[START Input material]

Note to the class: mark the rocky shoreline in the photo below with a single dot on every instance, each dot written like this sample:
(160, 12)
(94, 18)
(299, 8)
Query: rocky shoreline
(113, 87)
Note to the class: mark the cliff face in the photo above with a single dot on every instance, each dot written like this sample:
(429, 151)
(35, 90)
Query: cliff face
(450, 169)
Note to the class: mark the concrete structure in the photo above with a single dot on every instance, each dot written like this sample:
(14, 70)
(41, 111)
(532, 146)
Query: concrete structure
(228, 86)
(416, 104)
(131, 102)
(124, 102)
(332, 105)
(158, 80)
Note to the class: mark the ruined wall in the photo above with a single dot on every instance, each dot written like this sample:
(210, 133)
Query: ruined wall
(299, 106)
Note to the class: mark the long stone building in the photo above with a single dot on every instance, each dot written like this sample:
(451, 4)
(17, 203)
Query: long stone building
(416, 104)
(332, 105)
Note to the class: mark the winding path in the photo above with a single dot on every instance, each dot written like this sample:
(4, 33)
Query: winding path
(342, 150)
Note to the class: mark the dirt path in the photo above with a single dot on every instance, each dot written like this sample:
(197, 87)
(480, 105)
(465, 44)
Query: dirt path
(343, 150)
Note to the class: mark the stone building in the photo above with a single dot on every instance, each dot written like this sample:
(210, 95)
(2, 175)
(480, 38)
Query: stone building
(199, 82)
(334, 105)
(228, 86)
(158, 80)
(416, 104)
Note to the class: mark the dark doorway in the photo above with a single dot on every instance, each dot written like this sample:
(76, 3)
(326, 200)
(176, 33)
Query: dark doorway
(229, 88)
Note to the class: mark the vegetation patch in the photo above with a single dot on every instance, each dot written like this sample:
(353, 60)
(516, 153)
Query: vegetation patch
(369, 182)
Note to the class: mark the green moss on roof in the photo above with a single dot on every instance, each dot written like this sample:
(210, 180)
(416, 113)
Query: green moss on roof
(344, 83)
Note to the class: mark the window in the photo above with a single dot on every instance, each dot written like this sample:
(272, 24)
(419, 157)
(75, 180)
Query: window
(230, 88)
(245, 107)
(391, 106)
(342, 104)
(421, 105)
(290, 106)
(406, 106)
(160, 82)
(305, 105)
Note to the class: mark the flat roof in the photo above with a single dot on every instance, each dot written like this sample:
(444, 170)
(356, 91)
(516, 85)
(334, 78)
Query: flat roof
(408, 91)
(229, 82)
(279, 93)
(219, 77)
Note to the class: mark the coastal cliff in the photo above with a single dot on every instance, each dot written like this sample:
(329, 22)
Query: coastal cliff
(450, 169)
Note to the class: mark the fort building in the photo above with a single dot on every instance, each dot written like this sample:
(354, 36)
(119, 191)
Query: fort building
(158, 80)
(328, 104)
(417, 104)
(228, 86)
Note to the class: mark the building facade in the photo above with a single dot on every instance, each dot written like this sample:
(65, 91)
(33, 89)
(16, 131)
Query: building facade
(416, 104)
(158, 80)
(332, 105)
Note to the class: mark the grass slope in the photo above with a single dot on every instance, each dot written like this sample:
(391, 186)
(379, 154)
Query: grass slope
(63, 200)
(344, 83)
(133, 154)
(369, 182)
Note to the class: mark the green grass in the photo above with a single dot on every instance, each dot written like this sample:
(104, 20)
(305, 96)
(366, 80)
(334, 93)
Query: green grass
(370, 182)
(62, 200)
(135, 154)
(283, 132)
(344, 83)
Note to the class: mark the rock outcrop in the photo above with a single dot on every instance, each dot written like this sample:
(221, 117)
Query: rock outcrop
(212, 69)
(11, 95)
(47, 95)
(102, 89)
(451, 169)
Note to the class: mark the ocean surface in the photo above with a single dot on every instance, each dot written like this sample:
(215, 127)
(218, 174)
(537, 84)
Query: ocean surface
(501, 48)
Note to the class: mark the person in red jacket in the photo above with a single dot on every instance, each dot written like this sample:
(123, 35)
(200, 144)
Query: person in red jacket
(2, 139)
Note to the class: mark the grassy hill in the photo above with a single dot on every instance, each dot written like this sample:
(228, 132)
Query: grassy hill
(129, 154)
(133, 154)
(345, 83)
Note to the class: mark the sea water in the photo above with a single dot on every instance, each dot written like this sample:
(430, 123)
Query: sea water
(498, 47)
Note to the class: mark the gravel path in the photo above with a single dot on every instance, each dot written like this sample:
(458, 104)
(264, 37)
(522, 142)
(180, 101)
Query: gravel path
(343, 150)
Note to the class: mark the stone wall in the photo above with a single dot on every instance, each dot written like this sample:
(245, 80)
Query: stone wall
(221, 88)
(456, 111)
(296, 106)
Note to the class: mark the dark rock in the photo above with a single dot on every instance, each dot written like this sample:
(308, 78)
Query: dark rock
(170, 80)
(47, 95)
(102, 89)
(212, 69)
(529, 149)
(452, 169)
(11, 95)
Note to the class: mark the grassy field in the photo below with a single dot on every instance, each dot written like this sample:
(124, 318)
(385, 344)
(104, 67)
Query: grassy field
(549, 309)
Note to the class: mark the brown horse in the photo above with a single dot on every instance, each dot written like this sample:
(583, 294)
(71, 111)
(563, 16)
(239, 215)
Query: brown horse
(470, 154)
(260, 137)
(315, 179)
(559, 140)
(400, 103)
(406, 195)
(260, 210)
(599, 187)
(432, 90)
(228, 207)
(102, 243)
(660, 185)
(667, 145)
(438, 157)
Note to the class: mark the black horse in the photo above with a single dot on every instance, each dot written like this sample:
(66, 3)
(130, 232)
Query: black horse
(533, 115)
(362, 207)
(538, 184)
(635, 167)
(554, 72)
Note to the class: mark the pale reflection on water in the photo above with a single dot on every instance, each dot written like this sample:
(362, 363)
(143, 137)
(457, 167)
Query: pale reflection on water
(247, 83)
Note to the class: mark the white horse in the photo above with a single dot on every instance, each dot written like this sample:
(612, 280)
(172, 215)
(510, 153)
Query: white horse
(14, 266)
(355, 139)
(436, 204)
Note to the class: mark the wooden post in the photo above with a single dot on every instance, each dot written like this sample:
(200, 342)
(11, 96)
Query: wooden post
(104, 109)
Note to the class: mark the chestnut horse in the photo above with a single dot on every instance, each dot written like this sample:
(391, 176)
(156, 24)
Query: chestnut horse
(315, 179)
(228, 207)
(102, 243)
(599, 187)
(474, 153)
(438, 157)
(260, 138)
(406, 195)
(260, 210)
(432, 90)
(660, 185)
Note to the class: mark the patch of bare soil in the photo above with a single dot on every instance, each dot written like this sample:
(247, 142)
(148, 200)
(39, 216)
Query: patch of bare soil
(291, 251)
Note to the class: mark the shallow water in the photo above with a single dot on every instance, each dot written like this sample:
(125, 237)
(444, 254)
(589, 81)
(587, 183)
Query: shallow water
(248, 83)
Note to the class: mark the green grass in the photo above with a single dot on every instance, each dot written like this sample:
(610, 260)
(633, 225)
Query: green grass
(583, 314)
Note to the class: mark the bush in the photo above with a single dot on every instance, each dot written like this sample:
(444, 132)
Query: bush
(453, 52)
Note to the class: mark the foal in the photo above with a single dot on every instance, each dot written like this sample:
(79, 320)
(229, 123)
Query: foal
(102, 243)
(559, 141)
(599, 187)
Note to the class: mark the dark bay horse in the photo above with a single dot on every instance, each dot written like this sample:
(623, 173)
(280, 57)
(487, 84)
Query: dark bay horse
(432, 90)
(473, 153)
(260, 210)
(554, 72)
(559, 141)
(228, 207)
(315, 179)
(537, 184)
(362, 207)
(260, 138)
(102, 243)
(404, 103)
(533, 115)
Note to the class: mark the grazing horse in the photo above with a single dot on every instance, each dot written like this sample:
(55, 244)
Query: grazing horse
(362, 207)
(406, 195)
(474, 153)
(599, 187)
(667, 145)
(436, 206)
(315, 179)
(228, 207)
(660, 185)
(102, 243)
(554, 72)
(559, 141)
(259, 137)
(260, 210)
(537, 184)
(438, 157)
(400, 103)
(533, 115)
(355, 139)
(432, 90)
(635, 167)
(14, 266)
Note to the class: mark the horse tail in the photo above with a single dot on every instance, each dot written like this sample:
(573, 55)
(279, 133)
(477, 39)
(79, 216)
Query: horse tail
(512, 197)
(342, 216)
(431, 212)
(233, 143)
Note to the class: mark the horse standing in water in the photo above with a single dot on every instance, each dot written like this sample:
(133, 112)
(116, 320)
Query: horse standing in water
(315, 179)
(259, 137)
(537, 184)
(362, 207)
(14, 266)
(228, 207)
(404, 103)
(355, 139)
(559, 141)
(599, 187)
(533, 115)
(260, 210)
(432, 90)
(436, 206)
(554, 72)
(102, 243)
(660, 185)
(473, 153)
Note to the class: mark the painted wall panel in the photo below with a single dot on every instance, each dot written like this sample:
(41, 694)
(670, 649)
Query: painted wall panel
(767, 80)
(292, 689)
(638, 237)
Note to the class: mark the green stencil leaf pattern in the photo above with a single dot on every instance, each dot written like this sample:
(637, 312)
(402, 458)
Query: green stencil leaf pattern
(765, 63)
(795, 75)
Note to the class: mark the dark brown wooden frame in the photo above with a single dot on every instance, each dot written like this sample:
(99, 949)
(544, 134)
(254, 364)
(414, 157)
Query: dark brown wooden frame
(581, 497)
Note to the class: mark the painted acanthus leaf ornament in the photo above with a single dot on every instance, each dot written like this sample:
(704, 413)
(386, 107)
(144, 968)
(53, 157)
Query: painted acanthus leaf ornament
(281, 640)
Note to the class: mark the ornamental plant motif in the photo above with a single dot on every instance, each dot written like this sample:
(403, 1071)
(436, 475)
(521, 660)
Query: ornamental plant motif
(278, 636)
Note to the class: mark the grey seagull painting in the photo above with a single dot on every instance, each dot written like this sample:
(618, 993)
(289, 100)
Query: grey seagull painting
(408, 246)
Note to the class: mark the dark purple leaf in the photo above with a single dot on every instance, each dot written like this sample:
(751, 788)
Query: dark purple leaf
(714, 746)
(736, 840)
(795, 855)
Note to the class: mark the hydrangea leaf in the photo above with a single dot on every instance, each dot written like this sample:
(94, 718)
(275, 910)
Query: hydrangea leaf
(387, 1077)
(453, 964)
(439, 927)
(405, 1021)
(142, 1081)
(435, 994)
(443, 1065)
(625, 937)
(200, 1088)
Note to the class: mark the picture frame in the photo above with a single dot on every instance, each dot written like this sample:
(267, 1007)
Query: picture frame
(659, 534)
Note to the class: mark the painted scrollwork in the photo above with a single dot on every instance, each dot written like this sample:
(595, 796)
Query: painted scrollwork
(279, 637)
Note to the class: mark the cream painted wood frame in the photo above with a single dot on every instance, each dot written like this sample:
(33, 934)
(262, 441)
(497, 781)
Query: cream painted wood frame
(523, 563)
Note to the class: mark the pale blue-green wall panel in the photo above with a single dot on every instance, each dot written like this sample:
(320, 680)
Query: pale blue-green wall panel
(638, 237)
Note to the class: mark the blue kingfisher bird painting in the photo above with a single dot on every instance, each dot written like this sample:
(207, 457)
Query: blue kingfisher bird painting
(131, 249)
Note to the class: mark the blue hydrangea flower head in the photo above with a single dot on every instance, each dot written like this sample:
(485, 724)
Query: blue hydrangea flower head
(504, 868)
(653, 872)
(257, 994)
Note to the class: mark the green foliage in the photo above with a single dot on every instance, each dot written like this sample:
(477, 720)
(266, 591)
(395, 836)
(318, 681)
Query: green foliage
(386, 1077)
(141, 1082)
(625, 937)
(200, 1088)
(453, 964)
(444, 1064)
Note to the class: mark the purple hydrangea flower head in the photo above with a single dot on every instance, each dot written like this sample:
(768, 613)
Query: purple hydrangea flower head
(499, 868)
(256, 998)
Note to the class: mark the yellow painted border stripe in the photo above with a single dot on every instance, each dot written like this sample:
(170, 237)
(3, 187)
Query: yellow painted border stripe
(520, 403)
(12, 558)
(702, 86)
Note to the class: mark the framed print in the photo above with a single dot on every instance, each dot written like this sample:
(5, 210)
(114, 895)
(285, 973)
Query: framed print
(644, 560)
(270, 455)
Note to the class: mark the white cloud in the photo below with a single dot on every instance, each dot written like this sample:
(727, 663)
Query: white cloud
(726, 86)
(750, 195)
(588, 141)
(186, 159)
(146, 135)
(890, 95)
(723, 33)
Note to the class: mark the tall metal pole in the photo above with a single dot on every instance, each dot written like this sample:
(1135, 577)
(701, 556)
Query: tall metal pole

[END Input material]

• [Short task]: What needs duplicating is the run of lines from the one containing "Note to the class: mark the yellow" through the last line of the entries above, exact and complete.

• [Reply]:
Note to the class: mark the yellow painted border stripe in the photo above with a single dot on every instance, each dot written like this sample:
(170, 237)
(3, 187)
Query: yellow painted border stripe
(520, 403)
(12, 558)
(702, 86)
Note to the class: mark the framed print in the photo above with a single dot on every instance, each dot written like this sample:
(5, 210)
(114, 895)
(285, 973)
Query: framed print
(644, 560)
(270, 455)
Note to the class: mark the white cloud in the photo below with a single dot on every instance, each dot written like this sample:
(727, 663)
Query: white cloud
(726, 86)
(750, 195)
(588, 141)
(186, 159)
(146, 135)
(890, 95)
(723, 33)
Note to the class: mark the tall metal pole in the photo above with a single dot on every instance, each dot written like this sample:
(1135, 577)
(701, 556)
Query: tall metal pole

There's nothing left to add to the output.